___ Extracted entries ___

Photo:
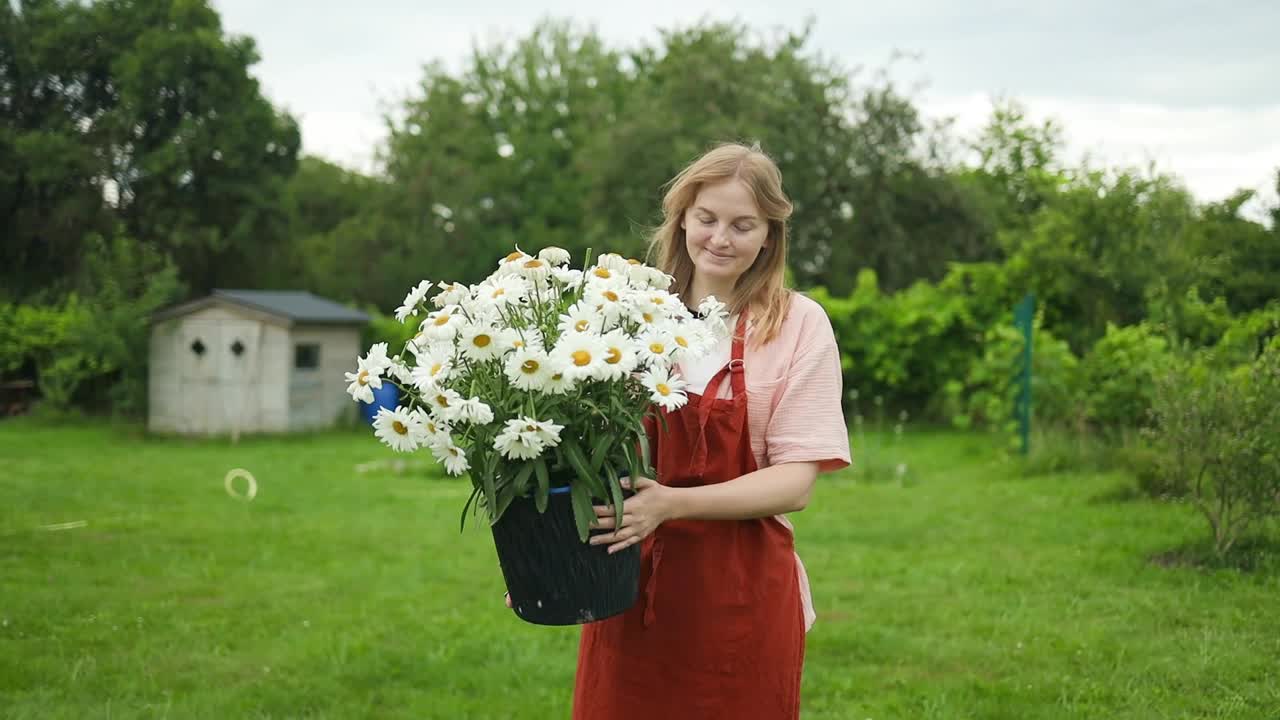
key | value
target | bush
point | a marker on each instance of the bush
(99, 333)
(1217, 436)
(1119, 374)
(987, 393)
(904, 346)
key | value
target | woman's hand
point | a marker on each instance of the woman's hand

___
___ Extracted entries ___

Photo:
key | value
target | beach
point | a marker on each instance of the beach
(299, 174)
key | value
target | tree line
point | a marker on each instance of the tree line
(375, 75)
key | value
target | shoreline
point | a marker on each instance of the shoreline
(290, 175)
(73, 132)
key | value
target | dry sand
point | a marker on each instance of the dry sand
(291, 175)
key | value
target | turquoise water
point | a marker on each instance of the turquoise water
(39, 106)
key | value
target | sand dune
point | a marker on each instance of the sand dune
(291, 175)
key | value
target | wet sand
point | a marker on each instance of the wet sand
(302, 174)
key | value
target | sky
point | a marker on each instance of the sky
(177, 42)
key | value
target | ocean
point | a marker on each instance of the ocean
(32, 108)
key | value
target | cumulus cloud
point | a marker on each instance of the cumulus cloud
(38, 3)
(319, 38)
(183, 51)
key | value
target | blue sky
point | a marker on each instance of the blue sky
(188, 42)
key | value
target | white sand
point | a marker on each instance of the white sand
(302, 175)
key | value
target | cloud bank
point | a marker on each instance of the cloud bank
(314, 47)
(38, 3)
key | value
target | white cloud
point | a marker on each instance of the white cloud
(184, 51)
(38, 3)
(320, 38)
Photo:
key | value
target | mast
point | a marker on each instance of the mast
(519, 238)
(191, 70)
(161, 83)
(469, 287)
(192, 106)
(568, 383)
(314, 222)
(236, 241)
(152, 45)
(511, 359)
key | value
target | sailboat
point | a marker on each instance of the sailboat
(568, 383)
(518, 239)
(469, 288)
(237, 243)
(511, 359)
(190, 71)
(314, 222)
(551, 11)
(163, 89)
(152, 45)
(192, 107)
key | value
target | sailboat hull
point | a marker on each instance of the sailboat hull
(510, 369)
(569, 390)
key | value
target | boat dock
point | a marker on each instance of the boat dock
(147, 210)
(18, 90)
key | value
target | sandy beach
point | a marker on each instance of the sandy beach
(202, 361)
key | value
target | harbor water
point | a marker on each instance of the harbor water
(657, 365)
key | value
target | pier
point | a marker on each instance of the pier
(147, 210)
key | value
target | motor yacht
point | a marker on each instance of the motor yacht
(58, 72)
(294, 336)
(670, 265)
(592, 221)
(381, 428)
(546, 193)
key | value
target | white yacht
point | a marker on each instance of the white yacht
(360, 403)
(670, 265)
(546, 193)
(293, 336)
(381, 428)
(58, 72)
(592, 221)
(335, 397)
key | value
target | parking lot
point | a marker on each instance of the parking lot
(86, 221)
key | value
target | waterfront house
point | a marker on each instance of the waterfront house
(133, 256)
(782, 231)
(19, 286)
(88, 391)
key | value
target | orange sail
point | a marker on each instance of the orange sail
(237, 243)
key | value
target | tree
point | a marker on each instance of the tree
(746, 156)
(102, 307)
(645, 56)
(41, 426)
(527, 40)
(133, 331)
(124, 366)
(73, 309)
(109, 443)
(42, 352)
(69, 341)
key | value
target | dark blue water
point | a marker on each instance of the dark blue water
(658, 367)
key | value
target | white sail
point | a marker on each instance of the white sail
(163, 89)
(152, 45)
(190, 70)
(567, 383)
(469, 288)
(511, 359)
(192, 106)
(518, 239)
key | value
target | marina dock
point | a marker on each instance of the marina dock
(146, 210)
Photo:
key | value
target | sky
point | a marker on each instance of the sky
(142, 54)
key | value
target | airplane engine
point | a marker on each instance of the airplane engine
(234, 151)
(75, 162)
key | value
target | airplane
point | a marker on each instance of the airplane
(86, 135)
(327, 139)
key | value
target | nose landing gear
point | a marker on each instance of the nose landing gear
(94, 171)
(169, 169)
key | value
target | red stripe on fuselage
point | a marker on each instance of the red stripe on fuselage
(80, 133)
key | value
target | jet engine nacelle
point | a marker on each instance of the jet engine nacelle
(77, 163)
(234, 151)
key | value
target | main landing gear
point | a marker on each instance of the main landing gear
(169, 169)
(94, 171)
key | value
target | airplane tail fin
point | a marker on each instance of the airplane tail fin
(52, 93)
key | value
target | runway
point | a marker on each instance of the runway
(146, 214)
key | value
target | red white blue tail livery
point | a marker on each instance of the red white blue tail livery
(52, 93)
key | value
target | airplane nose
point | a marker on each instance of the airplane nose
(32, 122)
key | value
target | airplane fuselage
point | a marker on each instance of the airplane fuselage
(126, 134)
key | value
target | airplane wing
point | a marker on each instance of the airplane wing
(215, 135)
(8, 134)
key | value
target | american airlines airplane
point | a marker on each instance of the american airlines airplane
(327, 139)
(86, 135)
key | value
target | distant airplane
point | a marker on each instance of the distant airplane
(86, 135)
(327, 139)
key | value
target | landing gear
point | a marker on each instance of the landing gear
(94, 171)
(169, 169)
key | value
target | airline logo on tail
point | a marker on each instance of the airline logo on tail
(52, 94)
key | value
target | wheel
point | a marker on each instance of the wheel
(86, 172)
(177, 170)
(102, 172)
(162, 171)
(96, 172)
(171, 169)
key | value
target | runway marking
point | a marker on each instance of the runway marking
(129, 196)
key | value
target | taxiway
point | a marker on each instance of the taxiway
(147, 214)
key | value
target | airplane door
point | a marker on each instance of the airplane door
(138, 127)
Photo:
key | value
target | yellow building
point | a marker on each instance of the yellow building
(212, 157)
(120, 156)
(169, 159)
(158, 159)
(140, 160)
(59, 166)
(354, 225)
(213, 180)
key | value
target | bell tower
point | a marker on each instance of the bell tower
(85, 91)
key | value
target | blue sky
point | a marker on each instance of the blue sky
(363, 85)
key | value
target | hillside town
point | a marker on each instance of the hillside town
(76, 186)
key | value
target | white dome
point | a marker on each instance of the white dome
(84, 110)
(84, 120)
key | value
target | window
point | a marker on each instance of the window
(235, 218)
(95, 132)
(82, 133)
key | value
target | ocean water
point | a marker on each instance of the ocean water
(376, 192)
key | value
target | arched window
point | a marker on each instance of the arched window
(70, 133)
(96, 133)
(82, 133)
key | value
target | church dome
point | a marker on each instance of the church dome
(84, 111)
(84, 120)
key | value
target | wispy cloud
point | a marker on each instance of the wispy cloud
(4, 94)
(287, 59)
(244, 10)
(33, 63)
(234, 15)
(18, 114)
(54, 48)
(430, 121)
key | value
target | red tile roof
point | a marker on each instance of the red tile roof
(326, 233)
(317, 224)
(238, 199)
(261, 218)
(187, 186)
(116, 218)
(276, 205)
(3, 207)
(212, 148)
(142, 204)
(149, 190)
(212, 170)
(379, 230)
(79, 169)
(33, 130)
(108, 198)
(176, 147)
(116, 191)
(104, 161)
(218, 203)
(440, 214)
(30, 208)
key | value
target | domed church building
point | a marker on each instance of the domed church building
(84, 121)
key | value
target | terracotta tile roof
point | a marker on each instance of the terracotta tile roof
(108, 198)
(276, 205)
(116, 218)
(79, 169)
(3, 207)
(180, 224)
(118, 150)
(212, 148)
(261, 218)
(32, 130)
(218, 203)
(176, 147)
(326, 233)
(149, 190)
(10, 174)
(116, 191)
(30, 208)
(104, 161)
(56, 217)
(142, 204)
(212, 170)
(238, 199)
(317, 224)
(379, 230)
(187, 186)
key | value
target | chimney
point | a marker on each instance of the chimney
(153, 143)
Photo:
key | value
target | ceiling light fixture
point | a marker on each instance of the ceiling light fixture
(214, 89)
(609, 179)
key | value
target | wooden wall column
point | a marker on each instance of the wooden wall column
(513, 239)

___
___ Extracted entries ___

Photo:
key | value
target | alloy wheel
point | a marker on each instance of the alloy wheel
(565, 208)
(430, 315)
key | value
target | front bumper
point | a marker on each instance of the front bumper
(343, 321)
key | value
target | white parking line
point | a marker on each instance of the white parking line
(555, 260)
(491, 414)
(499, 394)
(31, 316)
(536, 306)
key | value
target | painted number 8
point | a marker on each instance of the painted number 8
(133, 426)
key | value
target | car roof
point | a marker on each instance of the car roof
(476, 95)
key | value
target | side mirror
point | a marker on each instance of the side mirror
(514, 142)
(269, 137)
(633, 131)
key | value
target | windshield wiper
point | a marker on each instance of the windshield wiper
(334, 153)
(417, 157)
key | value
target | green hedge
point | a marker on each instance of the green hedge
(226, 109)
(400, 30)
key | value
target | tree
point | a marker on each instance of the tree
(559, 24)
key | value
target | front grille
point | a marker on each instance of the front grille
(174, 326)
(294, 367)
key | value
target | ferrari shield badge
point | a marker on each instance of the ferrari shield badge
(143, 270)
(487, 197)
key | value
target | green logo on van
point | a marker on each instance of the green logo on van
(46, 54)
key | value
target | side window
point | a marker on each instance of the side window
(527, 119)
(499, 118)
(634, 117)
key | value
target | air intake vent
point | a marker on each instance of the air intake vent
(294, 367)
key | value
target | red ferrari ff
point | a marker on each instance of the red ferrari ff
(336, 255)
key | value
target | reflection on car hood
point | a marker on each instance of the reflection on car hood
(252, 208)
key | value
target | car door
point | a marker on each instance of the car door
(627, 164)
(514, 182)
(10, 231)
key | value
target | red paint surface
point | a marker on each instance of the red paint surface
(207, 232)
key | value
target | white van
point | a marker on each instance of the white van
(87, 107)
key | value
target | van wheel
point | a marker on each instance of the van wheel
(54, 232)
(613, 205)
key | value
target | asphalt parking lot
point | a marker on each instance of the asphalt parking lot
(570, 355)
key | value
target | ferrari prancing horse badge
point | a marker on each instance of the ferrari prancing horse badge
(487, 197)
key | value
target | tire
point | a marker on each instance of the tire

___

Return every line of the items above that contains the string "gear", matching case exactly.

◆ Exercise response:
target | nose landing gear
point | a marker on each instance of the nose landing gear
target | main landing gear
point | a marker on each instance of the main landing gear
target | landing gear
point | a marker on each instance of the landing gear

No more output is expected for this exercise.